Single by Krewella

from the album Get Wet
- Released: July 2, 2013
- Recorded: 2011−2013
- Genre: Electropop; electro house; dubstep; complextro;
- Length: 3:26
- Label: Columbia
- Songwriters: Yasmine Yousaf; Jahan Yousaf; Kris Trindl; Jean Paul Makhlouf; Alex Makhlouf; Samuel Frisch; Nicholas Ditri; Daniel Boselovic;
- Producer: Cash Cash

Krewella singles chronology
| "Alive" (2012) | "Live for the Night" (2013) | "Enjoy the Ride" (2013) |

= Live for the Night =

2013 single by Krewella

"Live for the Night" is a single by American electronic dance music band Krewella. The song was released on July 2, 2013 for digital download and streaming. It is the fourth single from their debut album Get Wet, the first of which did not appear in one of their previous extended plays Play Hard or Play Harder. The song was written by band members Kris Trindl, Yasmine Yousaf and Jahan Yousaf, along with Nicholas Ditri and Daniel Boselovic, whilst production was handled by the electronic music trio Cash Cash, who also assisted in writing the song. It reached number one on Billboards Dance Club Songs chart in its October 19, 2013 issue.

==Background==
Krewella's debut album Get Wet was released on September 20, 2013. It spawned three singles prior to the release of "Live for the Night" these being "Killin' It", "Alive", and "Come & Get It".

==Promotion==
A set of remixes by Pegboard Nerds, Xilent, Dash Berlin, W&W, Danny Avila & Deniz Koyu was released on November 4, 2013.

==Music video==
The audio and lyric videos were released on the same day as the single's release, with the audio video being released via Proximity and the lyric video being released via KrewellaMusicVEVO, both on YouTube.

——

Work to complete →
(A) From the passage about "Live for the Night," reproduce word for word the stretch that starts with "Krewella singles chronology" and ends after "19, 2013 issue.".
(B) Answer these questions using the passage about "Live for the Night":
(i) Which label released the single?
(ii) On what date was the set of remixes released?
(iii) Through which channel was the lyric video released?
(C) Continue the passage about "Live for the Night" after its final sentence.

——

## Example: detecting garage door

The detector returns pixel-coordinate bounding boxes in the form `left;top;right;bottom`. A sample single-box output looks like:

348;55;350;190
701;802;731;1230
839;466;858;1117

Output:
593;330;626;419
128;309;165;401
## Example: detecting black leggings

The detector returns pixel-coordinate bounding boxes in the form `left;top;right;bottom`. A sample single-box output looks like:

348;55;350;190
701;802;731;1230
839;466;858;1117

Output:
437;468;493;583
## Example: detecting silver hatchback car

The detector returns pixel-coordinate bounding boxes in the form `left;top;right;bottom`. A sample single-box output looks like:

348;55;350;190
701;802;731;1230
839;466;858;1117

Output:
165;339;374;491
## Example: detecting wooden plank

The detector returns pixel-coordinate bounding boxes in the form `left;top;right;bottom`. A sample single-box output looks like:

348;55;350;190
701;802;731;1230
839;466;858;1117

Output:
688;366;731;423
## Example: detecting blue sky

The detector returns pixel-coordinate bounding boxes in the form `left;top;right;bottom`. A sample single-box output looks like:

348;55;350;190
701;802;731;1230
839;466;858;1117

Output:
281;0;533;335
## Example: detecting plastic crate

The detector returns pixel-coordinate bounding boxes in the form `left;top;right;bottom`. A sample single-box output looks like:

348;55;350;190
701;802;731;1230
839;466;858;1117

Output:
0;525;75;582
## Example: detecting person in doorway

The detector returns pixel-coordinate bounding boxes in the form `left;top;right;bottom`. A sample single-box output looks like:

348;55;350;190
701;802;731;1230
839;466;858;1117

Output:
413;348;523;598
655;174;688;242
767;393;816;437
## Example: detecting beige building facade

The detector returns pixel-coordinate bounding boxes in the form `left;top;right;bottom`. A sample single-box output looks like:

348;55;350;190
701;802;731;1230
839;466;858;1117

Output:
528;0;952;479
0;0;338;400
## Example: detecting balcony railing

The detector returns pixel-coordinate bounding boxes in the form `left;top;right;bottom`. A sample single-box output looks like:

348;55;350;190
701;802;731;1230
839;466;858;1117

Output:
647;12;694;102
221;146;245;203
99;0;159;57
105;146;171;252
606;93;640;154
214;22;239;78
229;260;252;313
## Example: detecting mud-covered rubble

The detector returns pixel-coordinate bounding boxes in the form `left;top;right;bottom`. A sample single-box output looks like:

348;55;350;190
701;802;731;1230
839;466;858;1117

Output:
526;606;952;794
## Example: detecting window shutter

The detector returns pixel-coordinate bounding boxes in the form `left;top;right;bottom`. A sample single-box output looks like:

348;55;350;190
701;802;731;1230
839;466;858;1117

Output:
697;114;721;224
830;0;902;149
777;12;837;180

——

Outputs →
(A)
Krewella singles chronology
| "Alive" (2012) | "Live for the Night" (2013) | "Enjoy the Ride" (2013) |

= Live for the Night =

2013 single by Krewella

"Live for the Night" is a single by American electronic dance music band Krewella. The song was released on July 2, 2013 for digital download and streaming. It is the fourth single from their debut album Get Wet, the first of which did not appear in one of their previous extended plays Play Hard or Play Harder. The song was written by band members Kris Trindl, Yasmine Yousaf and Jahan Yousaf, along with Nicholas Ditri and Daniel Boselovic, whilst production was handled by the electronic music trio Cash Cash, who also assisted in writing the song. It reached number one on Billboards Dance Club Songs chart in its October 19, 2013 issue.

(B)
(i) Columbia
(ii) November 4, 2013
(iii) KrewellaMusicVEVO

(C)
The music video was released on August 1, 2013. The music video features Krewella cutting off the power to a town and luring the people to a secret concert at the power plant where they are no longer slaves to the various electronic devices that distract them all day long.

== Live performances ==
Krewella performed "Live For The Night" on Good Morning America as part of their Halloween broadcast on October 31, 2013.

==Charts==

===Weekly charts===

| Chart (2013–2014) | Peak position |
|---|---|
| Canada Hot 100 (Billboard) | 96 |
| Japan Hot 100 (Billboard) | 10 |
| US Billboard Hot 100 | 100 |
| US Dance Club Songs (Billboard) | 1 |
| US Hot Dance/Electronic Songs (Billboard) | 14 |

===Year-end charts===

| Chart (2013) | Position |
|---|---|
| US Dance Club Songs (Billboard) | 11 |
| US Hot Dance/Electronic Songs (Billboard) | 32 |

== Release history ==

Release dates and formats for "Live for the Night"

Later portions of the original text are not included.